--- start EXTRACTED RECORDS ---
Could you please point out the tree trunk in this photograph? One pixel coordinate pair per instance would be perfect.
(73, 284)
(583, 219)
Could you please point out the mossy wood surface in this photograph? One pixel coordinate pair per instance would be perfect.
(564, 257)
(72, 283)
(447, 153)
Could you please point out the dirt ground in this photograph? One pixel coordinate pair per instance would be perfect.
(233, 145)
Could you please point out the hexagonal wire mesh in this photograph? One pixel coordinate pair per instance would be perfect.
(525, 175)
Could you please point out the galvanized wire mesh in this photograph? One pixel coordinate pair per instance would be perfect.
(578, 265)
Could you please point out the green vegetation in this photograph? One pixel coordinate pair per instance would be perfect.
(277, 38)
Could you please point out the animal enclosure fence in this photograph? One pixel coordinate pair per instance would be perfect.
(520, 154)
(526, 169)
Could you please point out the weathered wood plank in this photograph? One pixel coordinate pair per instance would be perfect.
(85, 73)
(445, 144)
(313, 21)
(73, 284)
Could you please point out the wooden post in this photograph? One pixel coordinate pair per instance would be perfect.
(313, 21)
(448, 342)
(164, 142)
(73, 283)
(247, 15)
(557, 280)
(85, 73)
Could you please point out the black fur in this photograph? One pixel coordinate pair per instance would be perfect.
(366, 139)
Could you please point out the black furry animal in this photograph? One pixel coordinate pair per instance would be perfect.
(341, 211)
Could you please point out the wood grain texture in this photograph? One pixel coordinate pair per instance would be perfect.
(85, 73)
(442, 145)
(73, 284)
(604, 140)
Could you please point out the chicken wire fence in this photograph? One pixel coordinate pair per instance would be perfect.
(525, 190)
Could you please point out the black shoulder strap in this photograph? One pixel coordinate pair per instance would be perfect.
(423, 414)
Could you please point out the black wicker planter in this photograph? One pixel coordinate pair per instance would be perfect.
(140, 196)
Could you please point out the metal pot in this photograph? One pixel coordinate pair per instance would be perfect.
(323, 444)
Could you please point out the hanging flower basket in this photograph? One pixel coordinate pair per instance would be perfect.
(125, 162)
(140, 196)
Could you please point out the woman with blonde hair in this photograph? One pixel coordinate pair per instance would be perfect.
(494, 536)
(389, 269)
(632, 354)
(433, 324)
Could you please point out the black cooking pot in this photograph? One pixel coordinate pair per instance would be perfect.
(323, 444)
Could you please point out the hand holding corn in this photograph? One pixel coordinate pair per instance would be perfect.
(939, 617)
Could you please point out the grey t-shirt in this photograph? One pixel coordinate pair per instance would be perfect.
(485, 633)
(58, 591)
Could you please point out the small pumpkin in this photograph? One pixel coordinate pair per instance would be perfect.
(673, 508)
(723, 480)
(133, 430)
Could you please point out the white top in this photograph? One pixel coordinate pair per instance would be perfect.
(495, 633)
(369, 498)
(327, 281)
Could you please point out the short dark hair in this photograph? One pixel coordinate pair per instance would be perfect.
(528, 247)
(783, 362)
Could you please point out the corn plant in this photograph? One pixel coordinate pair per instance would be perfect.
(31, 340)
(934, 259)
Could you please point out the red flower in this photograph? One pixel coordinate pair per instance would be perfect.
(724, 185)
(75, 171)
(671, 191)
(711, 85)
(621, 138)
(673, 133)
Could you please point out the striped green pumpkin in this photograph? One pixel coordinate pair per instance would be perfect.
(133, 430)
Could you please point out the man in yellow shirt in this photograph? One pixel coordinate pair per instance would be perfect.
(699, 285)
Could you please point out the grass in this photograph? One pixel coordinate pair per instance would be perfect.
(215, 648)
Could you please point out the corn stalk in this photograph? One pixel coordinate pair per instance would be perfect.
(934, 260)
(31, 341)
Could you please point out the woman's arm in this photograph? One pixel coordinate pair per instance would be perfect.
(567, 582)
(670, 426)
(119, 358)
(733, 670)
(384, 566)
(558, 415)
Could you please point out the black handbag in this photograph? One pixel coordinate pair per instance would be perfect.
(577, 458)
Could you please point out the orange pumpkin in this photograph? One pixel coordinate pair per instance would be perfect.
--- end EXTRACTED RECORDS ---
- **WHAT THIS TASK INVOLVES**: Rescale the point coordinates in the answers by multiplying each one by 2.15 and rounding to the nearest whole number, with halves rounded up. Reproduce every line from the line with "Could you please point out the red" through the end of the items, requests included, and return only those lines.

- **IN RESPONSE**:
Could you please point out the red flower in this photograph? One pixel coordinate pair per instance would be perfect.
(1557, 398)
(161, 368)
(1443, 411)
(1529, 183)
(1335, 297)
(1447, 286)
Could you please point out the striped green pumpkin in this photograph? One pixel coordinate pair per instance would be perfect.
(286, 925)
Could you please point out the man in yellow shirt in this photograph? One pixel coordinate pair per instance would be perfect.
(1503, 613)
Could you please point out the grass in this photograph? One pixel coordinate pair per instance would be perfect.
(462, 1393)
Could you please point out the corn stalk in this photograph? One pixel coordinate pair per instance would be perfect.
(2008, 559)
(67, 733)
Could you please point out the woman's arm in this photograph? One pixel coordinate pair per instance would be perfect.
(1219, 1251)
(1441, 916)
(256, 770)
(1576, 1441)
(826, 1217)
(1200, 892)
Could you please point out the black handbag in this photograph? One pixel coordinate pair per instance would be perfect.
(1241, 985)
Could you please point out the orange pumpkin in this photograph? One pixel coordinate pair per instance would be perfect.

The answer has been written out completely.